- Task: Output every record word for word.

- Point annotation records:
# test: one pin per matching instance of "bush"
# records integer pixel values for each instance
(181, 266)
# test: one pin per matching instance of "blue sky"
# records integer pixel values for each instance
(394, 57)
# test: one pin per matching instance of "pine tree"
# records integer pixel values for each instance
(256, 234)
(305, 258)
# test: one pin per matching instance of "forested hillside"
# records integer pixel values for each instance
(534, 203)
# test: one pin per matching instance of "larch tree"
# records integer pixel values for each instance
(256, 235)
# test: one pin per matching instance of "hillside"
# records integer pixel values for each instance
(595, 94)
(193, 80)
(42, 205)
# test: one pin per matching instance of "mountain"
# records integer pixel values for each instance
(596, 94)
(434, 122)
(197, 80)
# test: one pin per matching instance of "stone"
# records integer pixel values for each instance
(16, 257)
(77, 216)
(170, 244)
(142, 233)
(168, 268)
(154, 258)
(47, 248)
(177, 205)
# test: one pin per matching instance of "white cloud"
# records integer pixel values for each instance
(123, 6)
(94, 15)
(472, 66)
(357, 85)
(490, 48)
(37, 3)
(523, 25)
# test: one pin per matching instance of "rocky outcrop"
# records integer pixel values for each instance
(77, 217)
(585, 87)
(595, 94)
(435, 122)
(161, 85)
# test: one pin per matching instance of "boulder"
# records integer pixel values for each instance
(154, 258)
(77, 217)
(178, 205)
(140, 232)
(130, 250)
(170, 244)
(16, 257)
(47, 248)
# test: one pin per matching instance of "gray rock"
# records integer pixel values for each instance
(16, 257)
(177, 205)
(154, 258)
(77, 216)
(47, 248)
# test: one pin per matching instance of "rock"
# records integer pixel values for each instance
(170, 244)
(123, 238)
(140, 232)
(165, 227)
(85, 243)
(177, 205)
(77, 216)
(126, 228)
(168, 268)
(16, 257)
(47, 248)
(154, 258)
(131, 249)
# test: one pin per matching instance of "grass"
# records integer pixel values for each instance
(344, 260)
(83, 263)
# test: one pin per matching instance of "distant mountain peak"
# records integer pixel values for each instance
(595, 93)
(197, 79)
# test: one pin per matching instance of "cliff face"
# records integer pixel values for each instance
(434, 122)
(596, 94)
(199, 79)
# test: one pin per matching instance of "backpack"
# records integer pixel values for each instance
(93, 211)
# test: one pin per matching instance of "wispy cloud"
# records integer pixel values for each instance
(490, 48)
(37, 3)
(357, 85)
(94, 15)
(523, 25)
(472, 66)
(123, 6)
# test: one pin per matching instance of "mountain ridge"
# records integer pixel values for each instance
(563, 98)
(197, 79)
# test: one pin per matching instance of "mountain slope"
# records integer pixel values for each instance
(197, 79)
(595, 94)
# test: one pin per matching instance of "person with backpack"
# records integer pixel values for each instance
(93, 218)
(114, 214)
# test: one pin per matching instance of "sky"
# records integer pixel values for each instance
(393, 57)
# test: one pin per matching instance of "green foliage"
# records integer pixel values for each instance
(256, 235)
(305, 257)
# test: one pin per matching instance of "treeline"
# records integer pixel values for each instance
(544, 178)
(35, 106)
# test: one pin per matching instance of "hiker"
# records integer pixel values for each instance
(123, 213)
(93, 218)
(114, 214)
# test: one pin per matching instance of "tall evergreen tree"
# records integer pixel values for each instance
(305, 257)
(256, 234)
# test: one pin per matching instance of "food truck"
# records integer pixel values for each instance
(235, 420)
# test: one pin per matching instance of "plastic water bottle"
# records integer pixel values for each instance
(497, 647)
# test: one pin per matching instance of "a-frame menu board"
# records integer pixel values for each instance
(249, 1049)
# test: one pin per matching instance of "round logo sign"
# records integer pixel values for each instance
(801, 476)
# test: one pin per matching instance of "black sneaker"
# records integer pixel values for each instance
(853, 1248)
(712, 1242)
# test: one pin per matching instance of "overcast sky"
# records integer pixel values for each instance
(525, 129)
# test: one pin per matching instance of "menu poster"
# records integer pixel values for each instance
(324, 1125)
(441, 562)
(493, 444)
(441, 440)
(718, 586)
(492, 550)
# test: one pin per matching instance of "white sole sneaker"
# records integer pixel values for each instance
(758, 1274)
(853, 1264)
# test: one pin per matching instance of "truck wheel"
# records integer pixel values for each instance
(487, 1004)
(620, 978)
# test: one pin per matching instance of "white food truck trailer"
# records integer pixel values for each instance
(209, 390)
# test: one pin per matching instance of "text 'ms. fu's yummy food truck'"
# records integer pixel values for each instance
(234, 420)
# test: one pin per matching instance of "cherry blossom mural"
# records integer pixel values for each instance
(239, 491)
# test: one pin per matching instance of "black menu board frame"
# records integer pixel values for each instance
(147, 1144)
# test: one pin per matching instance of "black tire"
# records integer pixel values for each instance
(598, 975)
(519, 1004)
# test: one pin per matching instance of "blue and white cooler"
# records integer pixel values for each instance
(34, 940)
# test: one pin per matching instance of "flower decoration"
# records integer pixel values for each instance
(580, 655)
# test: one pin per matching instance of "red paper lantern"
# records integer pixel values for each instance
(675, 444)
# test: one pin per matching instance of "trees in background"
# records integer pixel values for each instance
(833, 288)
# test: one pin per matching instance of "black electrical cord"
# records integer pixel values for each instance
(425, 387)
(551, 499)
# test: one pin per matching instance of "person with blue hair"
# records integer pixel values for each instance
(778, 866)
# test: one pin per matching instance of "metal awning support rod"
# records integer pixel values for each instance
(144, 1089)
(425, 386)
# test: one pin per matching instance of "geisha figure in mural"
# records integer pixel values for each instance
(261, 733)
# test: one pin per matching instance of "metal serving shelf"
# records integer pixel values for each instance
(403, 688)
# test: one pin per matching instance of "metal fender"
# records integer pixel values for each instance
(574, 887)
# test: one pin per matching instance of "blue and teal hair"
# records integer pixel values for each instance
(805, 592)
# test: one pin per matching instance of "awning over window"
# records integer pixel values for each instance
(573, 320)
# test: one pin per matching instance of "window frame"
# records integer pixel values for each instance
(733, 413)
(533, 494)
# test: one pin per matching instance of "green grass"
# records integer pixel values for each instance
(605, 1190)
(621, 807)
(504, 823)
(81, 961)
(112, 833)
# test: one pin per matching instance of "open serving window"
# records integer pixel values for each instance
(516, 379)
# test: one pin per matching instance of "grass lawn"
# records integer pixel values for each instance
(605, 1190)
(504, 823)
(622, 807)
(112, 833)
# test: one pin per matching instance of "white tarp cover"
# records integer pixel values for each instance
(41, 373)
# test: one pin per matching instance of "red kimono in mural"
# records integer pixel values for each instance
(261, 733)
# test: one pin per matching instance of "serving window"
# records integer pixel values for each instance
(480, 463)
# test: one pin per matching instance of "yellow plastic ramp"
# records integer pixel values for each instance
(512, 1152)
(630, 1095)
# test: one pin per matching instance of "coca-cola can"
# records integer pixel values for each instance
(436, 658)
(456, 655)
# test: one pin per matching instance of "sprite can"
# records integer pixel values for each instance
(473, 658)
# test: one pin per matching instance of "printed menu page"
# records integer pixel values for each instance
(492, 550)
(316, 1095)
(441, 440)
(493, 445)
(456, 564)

- Result of this task:
# test: one pin per matching instance of "bush"
# records integer pixel values for each instance
(181, 266)
# test: one pin per matching instance of "blue sky"
# records integer pixel values for each instance
(394, 57)
# test: one pin per matching instance of "pine tree"
# records integer pixel values for each instance
(256, 234)
(305, 258)
# test: one pin per matching instance of "forested hillside"
# records integer pixel values for each instance
(534, 203)
# test: one pin per matching instance of "larch tree"
# records integer pixel values for each instance
(256, 235)
# test: one pin per matching instance of "hillside"
# records integer pixel values for each instance
(595, 94)
(193, 80)
(42, 205)
# test: one pin per matching instance of "mountain"
# records integer pixel values for each instance
(596, 94)
(434, 122)
(197, 80)
# test: one pin per matching instance of "stone"
# records integer pixel values for each instance
(16, 257)
(77, 216)
(170, 244)
(142, 233)
(168, 268)
(154, 258)
(47, 248)
(177, 205)
# test: one pin per matching instance of "white cloud"
# records integer pixel values for each instance
(123, 6)
(94, 15)
(472, 66)
(357, 85)
(490, 48)
(37, 3)
(523, 25)
# test: one pin per matching instance of "rocky outcrop"
# records integer pixel values for each instance
(77, 217)
(585, 87)
(595, 94)
(435, 122)
(161, 85)
# test: one pin per matching instance of "boulder"
# records integer pixel values for each instance
(154, 258)
(77, 217)
(178, 205)
(140, 232)
(130, 250)
(170, 244)
(16, 257)
(47, 248)
# test: one pin per matching instance of "gray rock"
# records integer pixel values for each instance
(16, 257)
(177, 205)
(154, 258)
(77, 216)
(47, 248)
# test: one pin per matching instance of "rock"
# records integer pixel values for each instance
(170, 244)
(123, 238)
(140, 232)
(165, 227)
(85, 243)
(177, 205)
(77, 216)
(126, 228)
(168, 268)
(16, 257)
(47, 248)
(154, 258)
(131, 249)
# test: one pin per matching instance of "grass"
# records integer pixel values for each instance
(344, 260)
(83, 263)
# test: one pin per matching instance of "distant mountain peak"
# records integer pixel values for each instance
(595, 93)
(197, 79)
# test: one pin per matching instance of "cliff face"
# records integer pixel values for each instance
(434, 122)
(596, 94)
(199, 79)
# test: one pin per matching instance of "backpack"
# records integer pixel values for each instance
(93, 211)
# test: one pin per matching instance of "wispy cloud"
# records integer pixel values for each instance
(490, 48)
(37, 3)
(357, 85)
(94, 15)
(523, 25)
(472, 66)
(123, 6)
# test: one pin per matching instance of "mountain ridge"
# records integer pixel values for each instance
(563, 98)
(197, 79)
# test: one pin per matching instance of "mountain slope"
# records integer pixel values for each instance
(197, 79)
(595, 94)
# test: one pin per matching instance of "person with backpack"
# records integer pixel values for each instance
(93, 218)
(114, 214)
# test: one pin per matching instance of "sky"
# records integer pixel values for each instance
(393, 57)
# test: one pin per matching instance of "green foliage"
# records integer pixel values for each instance
(256, 235)
(305, 257)
# test: one pin per matching instance of "treeline"
# records integer pixel values for each instance
(544, 178)
(35, 106)
# test: one pin per matching instance of "hiker"
# records integer pixel values for each instance
(123, 213)
(93, 218)
(114, 214)
# test: one pin per matching instance of "tall evergreen tree"
# records integer pixel values for each instance
(305, 257)
(256, 234)
# test: one pin per matching instance of "food truck"
# records integer pixel values for each instance
(235, 420)
# test: one pin per matching instance of "plastic water bottle"
# records integer pixel values for each instance
(497, 647)
# test: one pin per matching instance of "a-frame menu board"
# records integer pixel values for each instance
(249, 1049)
# test: one pin per matching instance of "round logo sign"
# records integer pixel values for each instance
(801, 476)
# test: one pin per matching instance of "black sneaker"
# records integer pixel values for each instance
(853, 1248)
(712, 1242)
# test: one pin per matching instance of "overcast sky"
# records integer pixel values for each instance
(525, 129)
# test: one pin per matching instance of "menu poster"
# records integer pixel values for each instance
(324, 1125)
(441, 562)
(493, 444)
(441, 440)
(718, 586)
(492, 550)
# test: one pin per matching instance of "white sole sneaker"
# records integer pixel values for each instance
(758, 1274)
(853, 1264)
# test: one pin per matching instance of "truck wheel"
# records integer pixel values for each instance
(487, 1004)
(620, 978)
# test: one pin per matching instance of "white food truck trailer"
# records integer pixel values for each instance
(209, 390)
# test: one pin per matching instance of "text 'ms. fu's yummy food truck'"
# records integer pixel values for each instance
(234, 420)
# test: one pin per matching instance of "cherry blossom mural"
# records integer pixel values for each instance
(239, 491)
# test: one pin per matching instance of "black menu board frame"
# records integer pixel values for each instance
(147, 1144)
# test: one pin per matching instance of "black tire"
# records integer pixel values for each instance
(598, 975)
(519, 1004)
# test: one pin per matching instance of "blue and white cooler"
# records integer pixel values for each instance
(34, 940)
# test: one pin per matching instance of "flower decoration"
# records integer pixel values for each instance
(580, 655)
# test: one pin per matching instance of "red paper lantern"
# records integer pixel values for each instance
(675, 444)
# test: one pin per matching instance of "trees in background"
# records integer pixel values for each instance
(833, 288)
# test: one pin per matching instance of "black electrical cord"
# records integer pixel values for each instance
(425, 387)
(551, 499)
# test: one pin per matching instance of "person with blue hair"
# records integer pixel values for each instance
(778, 866)
# test: one pin per matching instance of "metal awning support rod"
# records integer pixel values for each instance
(144, 1089)
(425, 386)
# test: one pin per matching instance of "geisha figure in mural"
# records integer pixel values for each instance
(261, 733)
# test: one pin per matching instance of "metal serving shelf"
# records integer pixel values for each instance
(403, 688)
# test: one pin per matching instance of "metal fender"
# records integer pixel values for each instance
(574, 887)
# test: one pin per matching instance of "blue and teal hair"
# records integer pixel values for each instance
(805, 592)
# test: one pin per matching instance of "awning over window"
# records integer pixel values for each instance
(573, 320)
# test: one pin per matching instance of "window frame"
# records integer pixel values for each instance
(733, 413)
(533, 494)
# test: one pin per matching instance of "green grass"
# records integer pixel values for each instance
(605, 1190)
(621, 807)
(504, 823)
(81, 961)
(112, 833)
# test: one pin per matching instance of "open serving window"
# records integer pixel values for each instance
(516, 379)
# test: one pin per matching instance of "grass lawn"
# records integer pixel values for each instance
(605, 1190)
(504, 823)
(622, 807)
(112, 833)
# test: one pin per matching instance of "white tarp cover"
# records integer pixel values for each instance
(41, 373)
# test: one pin per matching instance of "red kimono in mural"
# records integer pixel values for each instance
(261, 733)
# test: one pin per matching instance of "serving window"
# records integer pixel values for each instance
(480, 463)
# test: one pin per matching instance of "yellow plastic ramp"
# records integer pixel values for each instance
(512, 1152)
(630, 1095)
# test: one pin per matching instance of "coca-cola can"
# records integer pixel values for each instance
(436, 658)
(456, 655)
# test: one pin per matching instance of "sprite can"
# records integer pixel values for each instance
(473, 658)
# test: one pin per matching instance of "printed menu page"
# records integer pixel values for each instance
(492, 550)
(316, 1095)
(441, 440)
(493, 445)
(456, 564)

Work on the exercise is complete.